#### DATA LINES:
-*-

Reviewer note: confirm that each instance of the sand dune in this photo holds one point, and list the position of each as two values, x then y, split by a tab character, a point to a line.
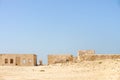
87	70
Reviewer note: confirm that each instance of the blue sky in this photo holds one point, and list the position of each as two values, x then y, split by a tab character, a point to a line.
59	26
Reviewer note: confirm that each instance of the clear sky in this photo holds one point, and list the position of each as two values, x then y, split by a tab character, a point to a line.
59	26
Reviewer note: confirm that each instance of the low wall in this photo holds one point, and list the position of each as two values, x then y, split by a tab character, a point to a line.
53	59
97	57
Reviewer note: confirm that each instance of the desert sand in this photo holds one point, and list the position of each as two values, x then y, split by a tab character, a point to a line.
86	70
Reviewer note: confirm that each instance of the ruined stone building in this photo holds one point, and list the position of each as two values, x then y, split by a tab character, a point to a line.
83	55
60	58
18	60
89	55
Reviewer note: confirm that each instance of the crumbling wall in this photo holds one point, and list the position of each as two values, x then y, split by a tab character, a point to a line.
53	59
89	55
18	59
98	57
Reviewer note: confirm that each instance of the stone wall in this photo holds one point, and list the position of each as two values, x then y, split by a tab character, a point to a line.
18	60
53	59
89	55
98	57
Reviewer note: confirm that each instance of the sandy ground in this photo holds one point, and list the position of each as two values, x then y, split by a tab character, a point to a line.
87	70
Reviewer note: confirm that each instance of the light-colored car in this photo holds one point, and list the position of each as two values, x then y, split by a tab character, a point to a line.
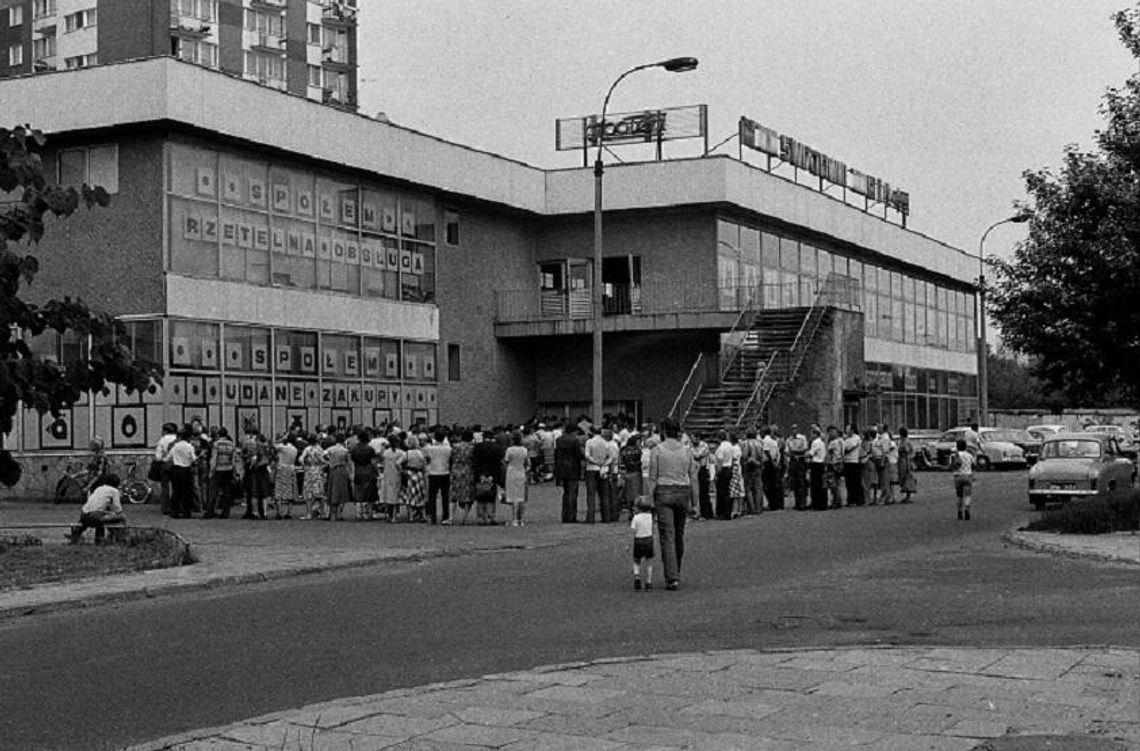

-*-

#### WHAT YOU HAVE TO DO:
Repeat the material verbatim. Do not carry over any picture.

#### REPLY:
Reviewer note: confirm that each instance of the sand dune in this photo holds one point, and list the position of each as two values, x then y, split by a tab character, a point to a line.
87	70
Reviewer note: confirm that each instance of the blue sky in this photo holds one point, and list the position of each as two values, x then y, split by a tab character, a point to a line.
59	26
Reviewer note: confirm that each instance of the clear sky in this photo holds one point, and list the position of each as two values, x then y, split by a tab character, a point to a line.
59	26
Reviewer note: confirm that each instance of the low wall in this photo holds one point, and list the position of each as two values, x then y, split by a tab character, a point to a line.
53	59
97	57
Reviewer note: confirm that each instance of the desert sand in this photo holds one point, and list the position of each as two values, x then y, split by a tab character, a point to a line.
86	70
Reviewer note: confirm that each instance of the ruined stone building in this photo holds one point, and list the position of each as two values, x then y, split by a tab character, a point to a line.
83	55
60	58
18	60
89	55
Reviewer note: confirm that each instance of the crumbling wall in this photo holds one point, and list the position of each as two values, x then y, split by a tab character, a point to a line.
53	59
89	55
18	59
98	57
Reviewer note: confirm that each instance of the stone wall in this photo holds one point, and list the position of each as two values, x then y, split by a tab character, a point to a line.
18	60
53	59
89	55
98	57
Reviewer note: confirm that each instance of the sandy ground in this photo holds one point, and list the position of each as two values, x then y, split by a tab character, a point to a line.
87	70
Reviewer note: confirm that each instance of the light-colored car in this photo holds one point, and list the position of each as two values, x then y, split by a tab character, a point to a line.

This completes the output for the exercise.